** Records to process follows **

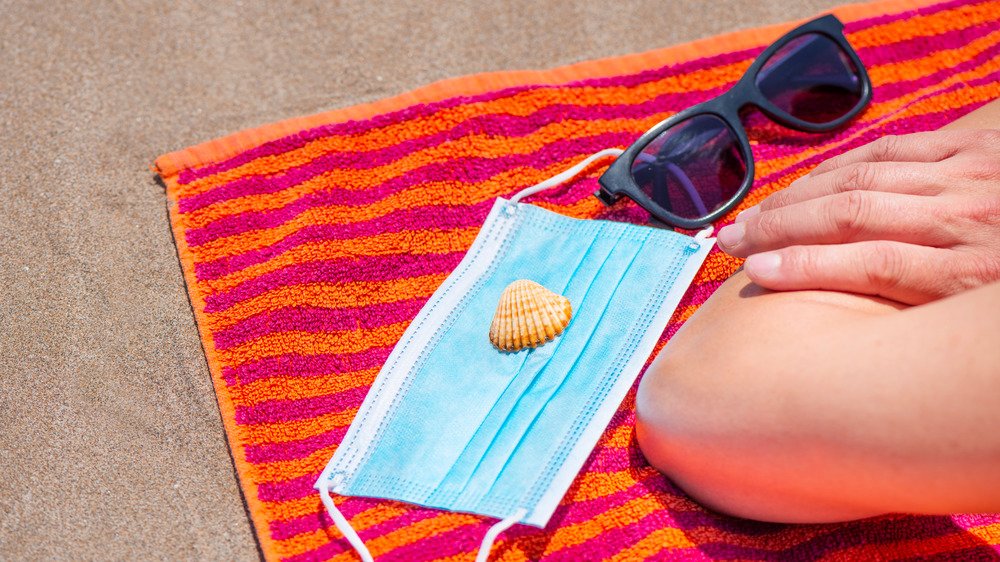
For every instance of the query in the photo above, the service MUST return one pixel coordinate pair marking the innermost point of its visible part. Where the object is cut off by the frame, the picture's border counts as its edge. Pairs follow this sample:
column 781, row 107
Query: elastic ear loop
column 491, row 536
column 564, row 176
column 343, row 524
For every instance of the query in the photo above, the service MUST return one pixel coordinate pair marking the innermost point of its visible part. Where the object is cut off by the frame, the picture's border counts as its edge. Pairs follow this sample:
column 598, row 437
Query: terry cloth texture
column 308, row 246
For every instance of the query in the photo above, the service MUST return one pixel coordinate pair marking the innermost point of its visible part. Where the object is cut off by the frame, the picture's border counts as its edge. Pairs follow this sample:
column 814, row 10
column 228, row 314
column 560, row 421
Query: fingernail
column 762, row 266
column 747, row 213
column 730, row 236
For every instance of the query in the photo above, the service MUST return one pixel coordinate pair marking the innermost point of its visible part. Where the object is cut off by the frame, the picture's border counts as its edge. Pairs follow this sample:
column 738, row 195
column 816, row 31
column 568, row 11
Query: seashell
column 528, row 315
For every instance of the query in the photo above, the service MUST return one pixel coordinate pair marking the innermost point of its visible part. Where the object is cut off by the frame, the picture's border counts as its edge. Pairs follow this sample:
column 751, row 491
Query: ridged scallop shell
column 528, row 315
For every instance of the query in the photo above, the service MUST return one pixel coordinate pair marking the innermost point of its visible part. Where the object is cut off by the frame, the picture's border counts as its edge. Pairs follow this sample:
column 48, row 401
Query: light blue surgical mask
column 455, row 424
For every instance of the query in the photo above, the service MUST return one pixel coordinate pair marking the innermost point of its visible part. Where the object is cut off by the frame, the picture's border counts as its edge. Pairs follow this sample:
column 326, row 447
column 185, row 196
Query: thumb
column 906, row 273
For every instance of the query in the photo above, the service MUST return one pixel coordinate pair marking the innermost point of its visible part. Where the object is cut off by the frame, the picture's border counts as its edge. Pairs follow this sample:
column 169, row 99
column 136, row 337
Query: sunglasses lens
column 811, row 78
column 693, row 168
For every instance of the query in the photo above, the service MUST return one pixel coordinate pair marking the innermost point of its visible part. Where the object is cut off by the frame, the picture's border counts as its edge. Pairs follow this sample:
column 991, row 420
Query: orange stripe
column 922, row 546
column 654, row 543
column 315, row 539
column 281, row 432
column 527, row 102
column 495, row 146
column 301, row 507
column 914, row 69
column 295, row 388
column 306, row 343
column 329, row 295
column 520, row 104
column 236, row 143
column 383, row 544
column 267, row 202
column 475, row 146
column 462, row 193
column 990, row 533
column 278, row 471
column 927, row 25
column 454, row 192
column 386, row 244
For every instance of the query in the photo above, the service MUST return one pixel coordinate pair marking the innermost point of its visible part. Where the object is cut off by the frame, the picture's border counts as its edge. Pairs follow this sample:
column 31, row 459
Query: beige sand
column 111, row 445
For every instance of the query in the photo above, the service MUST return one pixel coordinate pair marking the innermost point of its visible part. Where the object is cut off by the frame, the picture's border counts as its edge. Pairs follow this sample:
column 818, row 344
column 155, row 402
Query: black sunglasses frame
column 617, row 181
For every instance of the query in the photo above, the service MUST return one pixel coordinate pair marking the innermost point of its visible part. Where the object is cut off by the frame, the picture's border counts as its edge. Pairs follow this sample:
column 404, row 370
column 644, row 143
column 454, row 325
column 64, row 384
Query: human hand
column 911, row 218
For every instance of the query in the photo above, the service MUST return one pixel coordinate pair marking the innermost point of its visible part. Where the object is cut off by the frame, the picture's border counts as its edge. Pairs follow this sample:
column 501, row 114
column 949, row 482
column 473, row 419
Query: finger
column 890, row 177
column 852, row 216
column 931, row 146
column 905, row 273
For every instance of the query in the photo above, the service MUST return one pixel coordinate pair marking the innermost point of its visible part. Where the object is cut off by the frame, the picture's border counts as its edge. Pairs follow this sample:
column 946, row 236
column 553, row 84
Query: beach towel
column 308, row 245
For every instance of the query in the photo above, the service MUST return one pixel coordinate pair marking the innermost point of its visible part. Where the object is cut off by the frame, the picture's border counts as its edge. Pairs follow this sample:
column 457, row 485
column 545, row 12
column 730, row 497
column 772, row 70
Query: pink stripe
column 301, row 138
column 266, row 219
column 968, row 520
column 281, row 530
column 295, row 365
column 287, row 490
column 350, row 128
column 271, row 411
column 436, row 217
column 314, row 320
column 515, row 126
column 291, row 450
column 344, row 270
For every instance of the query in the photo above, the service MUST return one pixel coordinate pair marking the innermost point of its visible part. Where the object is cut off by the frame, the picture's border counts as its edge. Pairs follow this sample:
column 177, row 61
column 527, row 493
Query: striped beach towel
column 308, row 245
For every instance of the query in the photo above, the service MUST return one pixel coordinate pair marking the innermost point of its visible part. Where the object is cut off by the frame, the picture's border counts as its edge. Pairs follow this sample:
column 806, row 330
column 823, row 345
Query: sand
column 111, row 446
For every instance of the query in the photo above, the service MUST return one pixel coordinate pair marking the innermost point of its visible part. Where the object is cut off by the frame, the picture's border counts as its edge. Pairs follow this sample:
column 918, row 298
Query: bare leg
column 816, row 406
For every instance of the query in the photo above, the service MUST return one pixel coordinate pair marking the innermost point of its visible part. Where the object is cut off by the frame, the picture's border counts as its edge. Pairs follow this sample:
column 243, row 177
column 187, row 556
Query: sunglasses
column 696, row 166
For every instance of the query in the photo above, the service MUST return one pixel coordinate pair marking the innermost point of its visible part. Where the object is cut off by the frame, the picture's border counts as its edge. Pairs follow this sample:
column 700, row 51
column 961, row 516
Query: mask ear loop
column 564, row 176
column 343, row 524
column 491, row 536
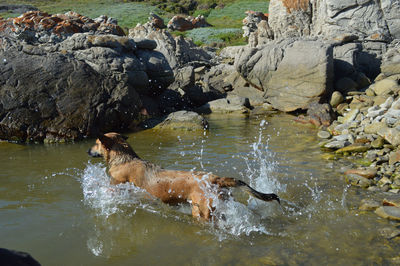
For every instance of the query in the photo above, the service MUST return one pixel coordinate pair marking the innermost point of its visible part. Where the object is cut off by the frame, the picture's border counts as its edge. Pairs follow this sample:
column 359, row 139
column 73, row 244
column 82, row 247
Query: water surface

** End of Records to process **

Each record above needs to be transcribed word for word, with its pictures omitted.

For every instance of the query in the photo above, the service MUST return one pixel coordinate pair marking the innermost point of its visible part. Where the object is cut off by the frame, the picture's border counts as its edge. Pairs follow this sample:
column 781, row 107
Query: elastic ear loop
column 491, row 536
column 564, row 176
column 343, row 524
For every instance of the query in the photo above, the service MUST return one pixel coordinate pair marking the innermost point of its visible part. Where the object is cut off by the frame, the picture's border counts as its edge. Pairs follow this sample:
column 598, row 437
Query: terry cloth texture
column 308, row 246
For every instance of the query in the photo above, the service MUST return one pixel coordinate pair marking the innermost point of its visible part. Where the object is cut off by the frame, the picture's border counts as its edge. Pairs follow this sample:
column 814, row 10
column 228, row 314
column 560, row 421
Query: fingernail
column 762, row 266
column 747, row 213
column 730, row 236
For every instance of the query in the photo above, the service MUST return one pixel coordinate pair marking the innermost point of its visible part. Where the object is cut off by the frame, the picture's border counts as its edge. Pairs follow this sample:
column 738, row 195
column 816, row 31
column 568, row 11
Query: seashell
column 528, row 315
For every instance of the query in the photo above, the service MUST return one pixel coordinate pair marking the innermost point of its visible part. Where the object is cut off by the frame, the picture's border counts as its edge. Pairs follow this sample:
column 751, row 491
Query: ridged scallop shell
column 528, row 315
For every instance of the query in the photo above, the service MUST return one pixel coordinate pair marking the innermost point of its visible part. Where the object is cut off by the frame, the picture's border counts as its edge. Pairs follow this sample:
column 48, row 401
Query: light blue surgical mask
column 455, row 424
For every instance of the query in the photo above, the service MUST return one pixel coordinate pair marking the innermost point of its visible part. Where the object is cut off by the frame, the picture's border counts as its edge. Pairs follow this sample:
column 326, row 447
column 185, row 196
Query: thumb
column 906, row 273
For every instance of the query in the photo above, the service MUST return one pixel coordinate pair marking the innermost point of its visible part. Where the object is cut off by the frame, the picture's border counts as its edge. Pairs follow this sample:
column 169, row 99
column 136, row 337
Query: sunglasses lens
column 811, row 78
column 693, row 168
For every instance of the query in the photo above, the service MUST return one pixel coordinate pair marking the innermost point of its visible part. Where the object is cut off by the frame, the picture's border counts as its edge. Pairs follow this sample:
column 991, row 420
Query: orange stripe
column 922, row 546
column 654, row 543
column 315, row 539
column 281, row 432
column 527, row 102
column 495, row 146
column 301, row 507
column 914, row 69
column 295, row 388
column 306, row 343
column 329, row 295
column 520, row 104
column 236, row 143
column 383, row 544
column 267, row 202
column 475, row 146
column 462, row 193
column 990, row 533
column 278, row 471
column 927, row 25
column 454, row 192
column 386, row 244
For every instance of the query in the photo above, the service MUST return one pixel coordinate pair marking the innermost point of its visible part. Where the object is cut off by the frame, the picture's border counts as its edge. Pairs follow this sample:
column 31, row 459
Query: beige sand
column 111, row 445
For every instance of the query in the photo above, the service MUST return one pixel coordinate pair marking the innermost point of its visible part. Where the object is cut off by the frame, the picture's border counts as its edge. Pairs follow this sample:
column 818, row 344
column 155, row 402
Query: black sunglasses frame
column 617, row 181
For every instance of the query in the photo above, the service MUST return one pixel coordinate pair marking the innermost point of its visible part. Where the object is cut off by the frame, the picture's border counts as its edge. Pairs follow this sample:
column 404, row 370
column 644, row 143
column 454, row 325
column 64, row 384
Query: human hand
column 911, row 218
For every instance of the query in the photo above, the service MUST return one pixel coordinate pair marking the innermost point of its visible part. Where the object is cut off by the frame, the picture's border counts as its edge. Pairs follow this sample:
column 501, row 114
column 949, row 482
column 473, row 419
Query: finger
column 890, row 177
column 852, row 216
column 931, row 146
column 905, row 273
For every instance of the query in the photo above, the service MUST return one pixel coordinate pair marking the innermost point of its visible part. Where the object is cut off by the frame, the picture's border counts as its edge. Pairs follow this sample:
column 946, row 236
column 553, row 84
Query: beach towel
column 308, row 245
For every instance of the query in the photo above, the service MUST return one pixel coordinate pair marking the innermost point of its visible part. Where the object is cut off by the frame, the picture's border counts as its edge. Pairs follow this sample:
column 457, row 485
column 545, row 12
column 730, row 497
column 772, row 70
Query: pink stripe
column 301, row 138
column 266, row 219
column 968, row 520
column 281, row 530
column 295, row 365
column 287, row 490
column 350, row 128
column 271, row 411
column 436, row 217
column 314, row 320
column 515, row 126
column 291, row 450
column 344, row 270
For every instance of the query in the photo above, the service MUST return one pixel coordinate pair marking the innermost point of its visible part. Where the object is cut off by the frame, the picture's border counts as its edge. Pairs follow this sample:
column 177, row 61
column 527, row 493
Query: striped beach towel
column 308, row 245
For every instance of the query in the photo above, the service MUST return one pixel coordinate pair marking the innermost point of its visible part. Where the object is cut off by the frame, the picture's border counts as its edge. Pairs follow this sample:
column 806, row 330
column 823, row 345
Query: sand
column 111, row 446
For every instance of the query in the photo above, the service MUST return one pixel coordinate pair marking the innermost point of its visible part. Where the object is cut off by the frame, the picture's border counts as its edge. Pairs follow this sample:
column 918, row 298
Query: bare leg
column 816, row 406
For every instance of the query in the photo above, the service MUST return one pixel coordinate pair marking the innermost point of its visible part. Where the object is cut off by the frame, the picture's border counts as its edge. Pairs follow this sample:
column 243, row 177
column 187, row 556
Query: sunglasses
column 696, row 166
For every instance of the query in the photo above, the service MUST return one pixel coordinate pair marking the innermost point of its visible part. Where the object is cut off by the frame, the picture's border counts as its edge. Pairs follow this sample:
column 700, row 51
column 961, row 516
Query: mask ear loop
column 564, row 176
column 343, row 524
column 491, row 536
For every instance of the query in the photo above, the service MUST return one pixel coordinate pair marking the innermost point of its visible part. Where the object is cut off by the frame, the picture's border counts as its edge. Pairs follow this sample:
column 359, row 139
column 73, row 244
column 82, row 247
Query: water surface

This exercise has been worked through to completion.